## Work task
Where the string "instance" occurs in the material below, report the whole line.
Segment Start: Supplied data
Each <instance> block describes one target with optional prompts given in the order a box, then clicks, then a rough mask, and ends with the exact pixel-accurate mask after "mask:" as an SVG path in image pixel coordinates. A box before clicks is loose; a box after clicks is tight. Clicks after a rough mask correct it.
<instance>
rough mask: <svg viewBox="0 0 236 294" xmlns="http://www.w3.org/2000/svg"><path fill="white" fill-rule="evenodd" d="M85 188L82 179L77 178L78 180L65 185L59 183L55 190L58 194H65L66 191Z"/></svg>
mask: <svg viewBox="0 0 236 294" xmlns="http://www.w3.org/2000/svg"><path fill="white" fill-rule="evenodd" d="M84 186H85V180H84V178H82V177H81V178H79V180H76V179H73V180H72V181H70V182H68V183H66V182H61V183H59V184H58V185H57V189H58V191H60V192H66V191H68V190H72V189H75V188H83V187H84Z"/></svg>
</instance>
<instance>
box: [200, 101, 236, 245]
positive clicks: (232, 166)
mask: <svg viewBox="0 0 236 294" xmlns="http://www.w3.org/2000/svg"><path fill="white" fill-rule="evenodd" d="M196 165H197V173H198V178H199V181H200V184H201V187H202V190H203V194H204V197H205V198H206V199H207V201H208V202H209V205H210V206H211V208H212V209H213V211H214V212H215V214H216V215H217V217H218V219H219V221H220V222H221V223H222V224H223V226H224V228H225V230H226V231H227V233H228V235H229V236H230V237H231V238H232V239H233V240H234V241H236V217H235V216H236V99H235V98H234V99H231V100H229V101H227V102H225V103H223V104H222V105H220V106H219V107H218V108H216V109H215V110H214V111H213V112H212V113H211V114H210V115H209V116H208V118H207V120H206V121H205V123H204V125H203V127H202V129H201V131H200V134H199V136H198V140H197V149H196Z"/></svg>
Segment End: Supplied data
## Answer to this task
Each <instance> block describes one target with optional prompts given in the order a box, then clicks, then a rough mask, and ends with the exact pixel-accurate mask after "mask:" as an SVG path in image pixel coordinates. A box before clicks is loose; a box after clicks is tight. Clicks after a rough mask correct it.
<instance>
</instance>
<instance>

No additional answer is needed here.